• [ABOUT THIS EXERCISE]: Return every record exactly as it appears. Leave nothing out.

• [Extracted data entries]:

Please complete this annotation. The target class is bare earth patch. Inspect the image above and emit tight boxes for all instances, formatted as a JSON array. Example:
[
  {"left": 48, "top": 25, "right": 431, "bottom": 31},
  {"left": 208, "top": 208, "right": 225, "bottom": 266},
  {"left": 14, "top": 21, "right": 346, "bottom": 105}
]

• [REPLY]:
Please complete this annotation. The target class is bare earth patch. Inspect the image above and emit tight boxes for all instances, formatted as a JSON array. Example:
[
  {"left": 48, "top": 25, "right": 431, "bottom": 31},
  {"left": 208, "top": 208, "right": 225, "bottom": 266},
  {"left": 14, "top": 21, "right": 346, "bottom": 105}
]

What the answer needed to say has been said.